Passage provided:
Is Pornography Just Life Itself?
Interrogating the Porn Industry’s Essentialist Mythology

As a lifelong student and teacher of film and media studies, I have extensively examined the social and psychological impacts of pornography. As a feminist liberal and defender of free expression, I have wrestled with the pros and cons of censorship, and generally favour free expression despite my personal distaste for porn. I have heard endless debates on the subject, the contours of which are by now utterly predictable. I have engaged with the porn lobby’s arguments in their most robust form, not substituting straw men. I have listened and I have questioned my own prejudices and presuppositions. At the risk of putting myself to sleep, I want to begin by laying out the tiresome roadmap on this topic so that maybe, just maybe, I might launch the discourse in a new direction, if for no other reason than to disrupt the catatonic stagnation into which it has fallen.
Here is the current state of play:
Feminists point out the multitude of ways in which the dominant conventions of porn entail the objectification and degradation of women. They point out the exploitative and violent tropes and tactics that infuse its production and/or the psychological harm that consuming it inflicts, individually and/or collectively (on the culture at large).
In response, porn’s defenders point out that pornography is infinitely more varied than critics imagine and imply that opponents are naïve and ignorant of the nuances of the genre. They suggest that the kind of porn that would be acceptable to feminists exists, but that it simply does not cater to all (or most) tastes and kinks, hence it would be undemocratic as well as unrealistic to narrow human sexual arousal to the vanilla flavour that porn’s “Victorian” critics prefer. The fact that all variety of lurid content appeals to porn’s myriad consumers is evidence of innate psycho-sexual drivers in the human subconscious. Efforts by academics and feminists to sanitize this are futile and misguided. Alongside these home truths is the undeniable fact that rape fantasies are shared by both sexes, and females report being aroused by the idea of being the victim of rape and other forms of “violence”. (I can already hear the retort, ”Lots of men have abuse fantasies too!”)

Data section:
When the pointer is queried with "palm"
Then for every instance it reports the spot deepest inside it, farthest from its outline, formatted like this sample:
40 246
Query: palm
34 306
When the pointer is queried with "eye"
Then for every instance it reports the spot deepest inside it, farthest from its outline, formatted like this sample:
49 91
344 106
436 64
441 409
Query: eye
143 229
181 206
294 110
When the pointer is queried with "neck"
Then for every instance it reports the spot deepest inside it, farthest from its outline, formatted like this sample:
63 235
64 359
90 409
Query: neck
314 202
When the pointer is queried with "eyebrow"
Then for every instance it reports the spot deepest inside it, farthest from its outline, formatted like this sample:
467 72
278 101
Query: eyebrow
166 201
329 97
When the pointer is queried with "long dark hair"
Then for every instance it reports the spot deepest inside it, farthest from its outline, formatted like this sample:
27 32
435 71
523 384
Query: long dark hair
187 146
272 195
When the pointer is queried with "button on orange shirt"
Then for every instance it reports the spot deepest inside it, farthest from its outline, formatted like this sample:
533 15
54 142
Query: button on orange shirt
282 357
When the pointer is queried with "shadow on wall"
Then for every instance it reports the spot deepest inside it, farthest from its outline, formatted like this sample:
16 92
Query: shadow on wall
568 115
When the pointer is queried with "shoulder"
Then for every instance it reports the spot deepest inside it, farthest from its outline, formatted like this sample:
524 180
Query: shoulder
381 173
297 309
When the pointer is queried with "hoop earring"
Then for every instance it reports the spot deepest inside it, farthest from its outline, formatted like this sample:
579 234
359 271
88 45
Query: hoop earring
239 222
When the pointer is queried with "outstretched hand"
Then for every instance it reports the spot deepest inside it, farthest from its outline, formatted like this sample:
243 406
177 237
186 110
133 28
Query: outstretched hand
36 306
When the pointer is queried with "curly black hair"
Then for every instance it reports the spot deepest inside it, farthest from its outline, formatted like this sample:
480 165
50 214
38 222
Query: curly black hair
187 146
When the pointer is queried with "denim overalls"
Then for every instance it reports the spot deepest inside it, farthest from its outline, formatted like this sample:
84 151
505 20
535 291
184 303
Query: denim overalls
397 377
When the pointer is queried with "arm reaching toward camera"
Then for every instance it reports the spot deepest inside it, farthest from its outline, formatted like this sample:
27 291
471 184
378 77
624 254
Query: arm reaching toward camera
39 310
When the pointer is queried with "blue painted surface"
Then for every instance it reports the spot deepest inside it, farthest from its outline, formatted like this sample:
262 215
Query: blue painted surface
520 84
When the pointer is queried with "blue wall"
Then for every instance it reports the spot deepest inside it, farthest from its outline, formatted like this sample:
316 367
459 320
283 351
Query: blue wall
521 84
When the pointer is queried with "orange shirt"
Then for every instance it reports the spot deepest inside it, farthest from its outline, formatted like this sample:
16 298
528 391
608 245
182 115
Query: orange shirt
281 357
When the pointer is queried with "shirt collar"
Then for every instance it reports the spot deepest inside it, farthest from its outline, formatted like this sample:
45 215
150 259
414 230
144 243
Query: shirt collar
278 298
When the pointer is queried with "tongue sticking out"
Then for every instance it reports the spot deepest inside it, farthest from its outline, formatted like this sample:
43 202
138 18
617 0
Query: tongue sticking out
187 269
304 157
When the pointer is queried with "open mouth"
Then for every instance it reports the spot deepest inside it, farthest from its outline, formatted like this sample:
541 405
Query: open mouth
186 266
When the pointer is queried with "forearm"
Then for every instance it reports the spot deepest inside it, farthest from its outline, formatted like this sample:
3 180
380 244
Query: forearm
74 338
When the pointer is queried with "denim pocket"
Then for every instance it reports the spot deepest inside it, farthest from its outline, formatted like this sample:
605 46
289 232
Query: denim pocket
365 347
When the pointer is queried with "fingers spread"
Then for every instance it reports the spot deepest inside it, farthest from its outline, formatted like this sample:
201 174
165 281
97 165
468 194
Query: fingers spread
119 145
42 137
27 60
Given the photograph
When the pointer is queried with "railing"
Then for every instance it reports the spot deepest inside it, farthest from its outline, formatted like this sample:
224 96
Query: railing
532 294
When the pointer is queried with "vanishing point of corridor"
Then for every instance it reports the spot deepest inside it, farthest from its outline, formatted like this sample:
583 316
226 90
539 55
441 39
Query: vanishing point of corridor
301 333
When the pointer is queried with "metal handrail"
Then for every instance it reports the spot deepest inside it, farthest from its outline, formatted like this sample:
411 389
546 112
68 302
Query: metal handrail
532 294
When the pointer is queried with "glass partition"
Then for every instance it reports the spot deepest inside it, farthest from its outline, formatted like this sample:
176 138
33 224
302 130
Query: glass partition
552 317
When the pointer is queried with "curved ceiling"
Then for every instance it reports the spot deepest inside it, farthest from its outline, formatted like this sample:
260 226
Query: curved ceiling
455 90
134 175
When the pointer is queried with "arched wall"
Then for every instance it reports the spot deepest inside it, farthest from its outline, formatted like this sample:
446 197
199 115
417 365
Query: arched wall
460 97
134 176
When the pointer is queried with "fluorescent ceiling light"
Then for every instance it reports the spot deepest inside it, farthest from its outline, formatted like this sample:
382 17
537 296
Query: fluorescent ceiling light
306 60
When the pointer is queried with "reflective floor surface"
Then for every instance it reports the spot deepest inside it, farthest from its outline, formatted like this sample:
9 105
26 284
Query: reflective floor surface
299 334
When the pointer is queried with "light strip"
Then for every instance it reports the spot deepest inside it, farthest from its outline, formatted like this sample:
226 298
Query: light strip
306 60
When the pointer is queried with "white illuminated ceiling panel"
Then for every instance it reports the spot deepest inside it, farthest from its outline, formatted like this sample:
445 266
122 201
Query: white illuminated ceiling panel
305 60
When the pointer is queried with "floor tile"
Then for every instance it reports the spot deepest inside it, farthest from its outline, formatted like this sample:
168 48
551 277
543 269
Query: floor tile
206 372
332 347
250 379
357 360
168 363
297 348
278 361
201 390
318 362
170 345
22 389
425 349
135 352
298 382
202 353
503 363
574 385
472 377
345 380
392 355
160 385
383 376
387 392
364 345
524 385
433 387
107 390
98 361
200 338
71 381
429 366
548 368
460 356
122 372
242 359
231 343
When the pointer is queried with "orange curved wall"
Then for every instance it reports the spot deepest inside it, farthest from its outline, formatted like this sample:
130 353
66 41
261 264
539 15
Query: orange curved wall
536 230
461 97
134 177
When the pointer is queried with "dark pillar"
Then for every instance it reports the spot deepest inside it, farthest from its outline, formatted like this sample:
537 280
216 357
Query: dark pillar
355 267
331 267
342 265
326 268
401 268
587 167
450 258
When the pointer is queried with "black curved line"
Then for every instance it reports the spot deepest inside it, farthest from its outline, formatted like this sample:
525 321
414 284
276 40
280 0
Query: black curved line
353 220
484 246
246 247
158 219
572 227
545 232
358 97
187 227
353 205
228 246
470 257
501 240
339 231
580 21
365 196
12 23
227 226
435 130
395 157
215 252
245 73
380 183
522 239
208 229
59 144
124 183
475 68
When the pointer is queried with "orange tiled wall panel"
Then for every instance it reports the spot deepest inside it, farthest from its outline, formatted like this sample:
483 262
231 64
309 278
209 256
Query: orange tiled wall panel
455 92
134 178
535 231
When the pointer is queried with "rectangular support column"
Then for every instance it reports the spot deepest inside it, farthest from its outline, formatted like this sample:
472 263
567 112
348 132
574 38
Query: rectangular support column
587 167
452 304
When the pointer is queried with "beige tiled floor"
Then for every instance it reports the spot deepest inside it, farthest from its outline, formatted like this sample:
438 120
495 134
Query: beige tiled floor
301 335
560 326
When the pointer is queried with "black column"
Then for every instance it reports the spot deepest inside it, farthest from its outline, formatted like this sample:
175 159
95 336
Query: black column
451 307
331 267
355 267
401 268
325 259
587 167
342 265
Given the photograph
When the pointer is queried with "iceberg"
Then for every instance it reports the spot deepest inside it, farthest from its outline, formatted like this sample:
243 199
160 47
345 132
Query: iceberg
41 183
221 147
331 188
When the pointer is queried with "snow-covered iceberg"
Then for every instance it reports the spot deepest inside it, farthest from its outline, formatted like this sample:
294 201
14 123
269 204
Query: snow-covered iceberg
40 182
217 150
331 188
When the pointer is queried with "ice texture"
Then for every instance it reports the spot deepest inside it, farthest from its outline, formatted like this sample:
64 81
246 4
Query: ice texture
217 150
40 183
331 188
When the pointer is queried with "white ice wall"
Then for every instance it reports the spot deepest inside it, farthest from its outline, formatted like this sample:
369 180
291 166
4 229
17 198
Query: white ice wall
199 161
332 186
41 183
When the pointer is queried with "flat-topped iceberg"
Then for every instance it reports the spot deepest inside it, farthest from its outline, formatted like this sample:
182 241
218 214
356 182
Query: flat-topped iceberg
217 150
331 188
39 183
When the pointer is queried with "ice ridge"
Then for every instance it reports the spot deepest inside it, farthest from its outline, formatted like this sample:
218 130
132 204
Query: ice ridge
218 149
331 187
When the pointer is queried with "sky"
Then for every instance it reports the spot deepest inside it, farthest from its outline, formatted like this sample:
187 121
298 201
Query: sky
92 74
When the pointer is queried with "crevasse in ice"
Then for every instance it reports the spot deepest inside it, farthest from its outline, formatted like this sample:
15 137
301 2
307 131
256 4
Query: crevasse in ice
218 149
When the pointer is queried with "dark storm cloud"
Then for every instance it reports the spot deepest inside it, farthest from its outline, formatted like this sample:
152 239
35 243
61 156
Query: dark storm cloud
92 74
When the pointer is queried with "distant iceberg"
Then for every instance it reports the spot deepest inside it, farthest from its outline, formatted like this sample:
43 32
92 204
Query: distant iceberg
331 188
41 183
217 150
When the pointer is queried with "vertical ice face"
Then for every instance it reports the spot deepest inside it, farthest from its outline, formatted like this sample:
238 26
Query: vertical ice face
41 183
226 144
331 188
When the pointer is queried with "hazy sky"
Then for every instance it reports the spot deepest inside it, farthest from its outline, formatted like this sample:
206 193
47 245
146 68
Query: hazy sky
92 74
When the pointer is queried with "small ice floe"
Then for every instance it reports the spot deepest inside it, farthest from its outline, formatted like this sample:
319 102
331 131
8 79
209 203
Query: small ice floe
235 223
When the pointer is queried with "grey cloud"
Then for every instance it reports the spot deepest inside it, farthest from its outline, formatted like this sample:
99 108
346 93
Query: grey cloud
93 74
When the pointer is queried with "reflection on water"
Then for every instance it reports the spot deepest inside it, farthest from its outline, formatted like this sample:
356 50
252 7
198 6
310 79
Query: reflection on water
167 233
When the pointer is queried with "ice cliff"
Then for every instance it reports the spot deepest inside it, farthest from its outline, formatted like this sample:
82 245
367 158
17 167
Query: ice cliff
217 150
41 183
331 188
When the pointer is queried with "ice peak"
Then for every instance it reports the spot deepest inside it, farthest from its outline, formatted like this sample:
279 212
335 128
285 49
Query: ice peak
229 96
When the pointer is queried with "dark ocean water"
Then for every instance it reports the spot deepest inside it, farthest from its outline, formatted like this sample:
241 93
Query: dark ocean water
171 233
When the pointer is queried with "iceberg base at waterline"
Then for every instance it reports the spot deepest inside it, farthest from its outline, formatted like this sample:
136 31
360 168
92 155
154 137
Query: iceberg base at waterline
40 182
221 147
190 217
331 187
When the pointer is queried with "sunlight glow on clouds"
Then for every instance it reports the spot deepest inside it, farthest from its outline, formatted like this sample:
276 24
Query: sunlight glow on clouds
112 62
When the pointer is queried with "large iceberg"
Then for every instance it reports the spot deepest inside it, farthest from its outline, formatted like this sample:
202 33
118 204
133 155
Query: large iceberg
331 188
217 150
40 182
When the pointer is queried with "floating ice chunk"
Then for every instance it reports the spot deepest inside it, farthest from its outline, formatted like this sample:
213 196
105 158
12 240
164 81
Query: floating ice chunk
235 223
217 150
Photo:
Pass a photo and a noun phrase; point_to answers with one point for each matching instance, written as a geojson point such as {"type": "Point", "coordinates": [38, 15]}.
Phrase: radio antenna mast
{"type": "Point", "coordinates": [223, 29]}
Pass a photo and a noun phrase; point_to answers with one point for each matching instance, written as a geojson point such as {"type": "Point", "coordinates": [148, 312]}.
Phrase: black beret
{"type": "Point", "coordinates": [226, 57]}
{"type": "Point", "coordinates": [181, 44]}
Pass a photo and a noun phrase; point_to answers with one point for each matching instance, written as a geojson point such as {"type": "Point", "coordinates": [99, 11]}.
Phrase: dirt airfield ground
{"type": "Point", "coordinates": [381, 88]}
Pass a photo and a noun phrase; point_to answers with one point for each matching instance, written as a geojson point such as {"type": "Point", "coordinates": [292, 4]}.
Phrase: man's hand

Task set:
1. In the essay on pornography, what does the writer generally favor despite a personal distaste for porn?
2. Rewrite the part of the essay on pornography that opens with the words containing "As a lifelong" and closes with "it has fallen.", swapping "tiresome" for "well-worn".
You won't need the data for this.

Solutions in order:
1. Free expression.

2.
As a lifelong student and teacher of film and media studies, I have extensively examined the social and psychological impacts of pornography. As a feminist liberal and defender of free expression, I have wrestled with the pros and cons of censorship, and generally favour free expression despite my personal distaste for porn. I have heard endless debates on the subject, the contours of which are by now utterly predictable. I have engaged with the porn lobby’s arguments in their most robust form, not substituting straw men. I have listened and I have questioned my own prejudices and presuppositions. At the risk of putting myself to sleep, I want to begin by laying out the well-worn roadmap on this topic so that maybe, just maybe, I might launch the discourse in a new direction, if for no other reason than to disrupt the catatonic stagnation into which it has fallen.